* **DIRECTIONS**: The line containing "Pass this photo to locate to point out the baluster." marks where copying starts, so set down that line and each one after it exactly, through the end of the records.
STUDY MATERIAL Block Start
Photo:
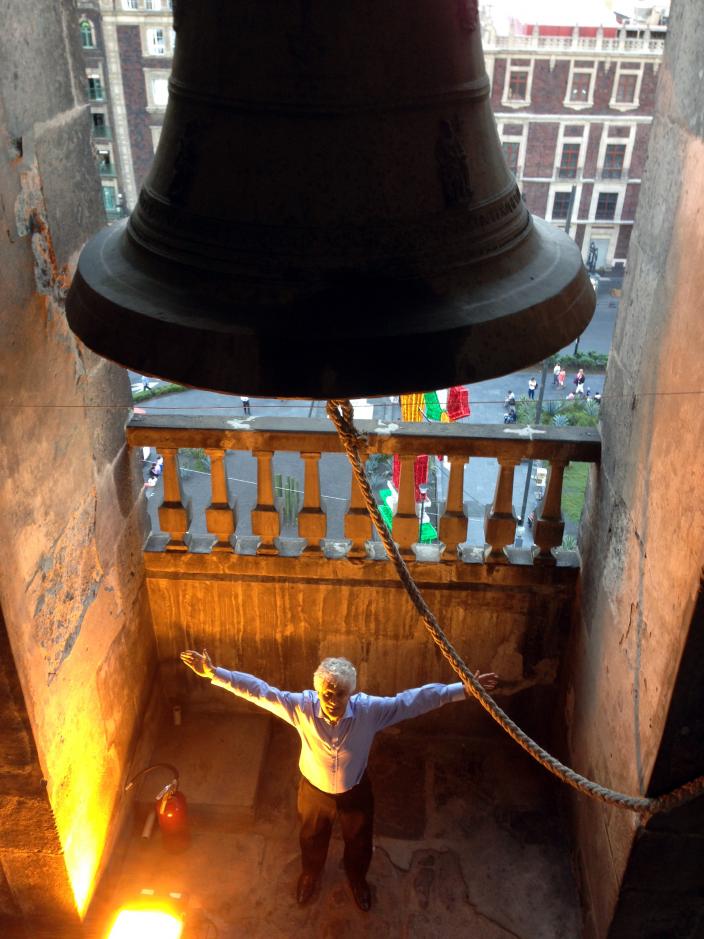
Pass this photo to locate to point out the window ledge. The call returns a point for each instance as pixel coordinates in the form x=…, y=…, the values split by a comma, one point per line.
x=514, y=104
x=623, y=106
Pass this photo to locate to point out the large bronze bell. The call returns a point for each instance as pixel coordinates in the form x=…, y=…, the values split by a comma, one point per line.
x=329, y=213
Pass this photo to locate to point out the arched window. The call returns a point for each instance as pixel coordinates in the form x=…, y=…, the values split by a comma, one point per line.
x=87, y=34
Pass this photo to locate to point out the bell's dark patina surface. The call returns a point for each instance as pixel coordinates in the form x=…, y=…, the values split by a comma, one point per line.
x=329, y=213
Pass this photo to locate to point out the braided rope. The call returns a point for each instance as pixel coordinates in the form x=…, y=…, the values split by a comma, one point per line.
x=341, y=414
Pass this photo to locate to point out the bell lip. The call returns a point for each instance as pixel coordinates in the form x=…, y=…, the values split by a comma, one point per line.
x=138, y=331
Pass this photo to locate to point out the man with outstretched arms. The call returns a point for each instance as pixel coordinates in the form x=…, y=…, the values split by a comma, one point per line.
x=336, y=727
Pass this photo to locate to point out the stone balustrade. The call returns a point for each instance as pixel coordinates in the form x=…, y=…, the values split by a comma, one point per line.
x=226, y=526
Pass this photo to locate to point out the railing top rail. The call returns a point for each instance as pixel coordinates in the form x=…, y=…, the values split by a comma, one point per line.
x=178, y=430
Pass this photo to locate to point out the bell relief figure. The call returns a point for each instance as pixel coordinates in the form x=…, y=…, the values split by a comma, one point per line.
x=452, y=165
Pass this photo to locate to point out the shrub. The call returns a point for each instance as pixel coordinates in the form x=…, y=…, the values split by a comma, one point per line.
x=157, y=391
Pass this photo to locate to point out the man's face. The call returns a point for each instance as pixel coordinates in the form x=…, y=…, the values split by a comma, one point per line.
x=333, y=700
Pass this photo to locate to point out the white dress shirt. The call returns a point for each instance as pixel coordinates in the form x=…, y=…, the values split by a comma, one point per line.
x=334, y=756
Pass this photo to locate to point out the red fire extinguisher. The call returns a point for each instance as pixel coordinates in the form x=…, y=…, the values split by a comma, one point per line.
x=172, y=816
x=171, y=810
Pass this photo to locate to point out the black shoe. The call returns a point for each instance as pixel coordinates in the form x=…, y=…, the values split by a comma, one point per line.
x=306, y=888
x=362, y=895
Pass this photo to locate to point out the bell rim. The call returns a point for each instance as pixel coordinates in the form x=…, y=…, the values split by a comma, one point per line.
x=115, y=309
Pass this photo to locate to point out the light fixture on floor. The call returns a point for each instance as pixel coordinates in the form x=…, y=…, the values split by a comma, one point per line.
x=149, y=917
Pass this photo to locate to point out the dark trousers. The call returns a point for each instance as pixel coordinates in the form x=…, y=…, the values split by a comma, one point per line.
x=318, y=811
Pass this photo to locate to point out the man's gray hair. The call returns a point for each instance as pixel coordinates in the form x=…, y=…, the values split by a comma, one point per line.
x=337, y=672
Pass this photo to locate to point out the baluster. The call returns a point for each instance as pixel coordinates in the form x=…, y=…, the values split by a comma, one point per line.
x=453, y=524
x=405, y=523
x=500, y=521
x=549, y=524
x=311, y=519
x=265, y=518
x=219, y=515
x=173, y=517
x=358, y=524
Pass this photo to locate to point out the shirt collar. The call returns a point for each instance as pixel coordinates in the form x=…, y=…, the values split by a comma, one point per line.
x=319, y=711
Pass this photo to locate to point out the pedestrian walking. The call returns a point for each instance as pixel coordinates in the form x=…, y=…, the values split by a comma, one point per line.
STUDY MATERIAL Block End
* **WRITTEN REPLY**:
Pass this photo to locate to point out the baluster. The call returns a point for each instance as pixel coordinates in the form x=…, y=…, the values split by a comma, one point per line.
x=453, y=524
x=405, y=523
x=500, y=521
x=549, y=524
x=311, y=519
x=265, y=518
x=219, y=515
x=173, y=517
x=358, y=524
Pass this photo to locate to point out the shirt collar. The call returns a point for each instance as pixel coordinates in the form x=…, y=…, the values split by a comma, one point per line.
x=319, y=711
Pass this photo to locate to point out the pedestrian walking. The call returns a point for each instance as pixel coordinates in the form x=…, y=…, the values split by a comma, one point per line.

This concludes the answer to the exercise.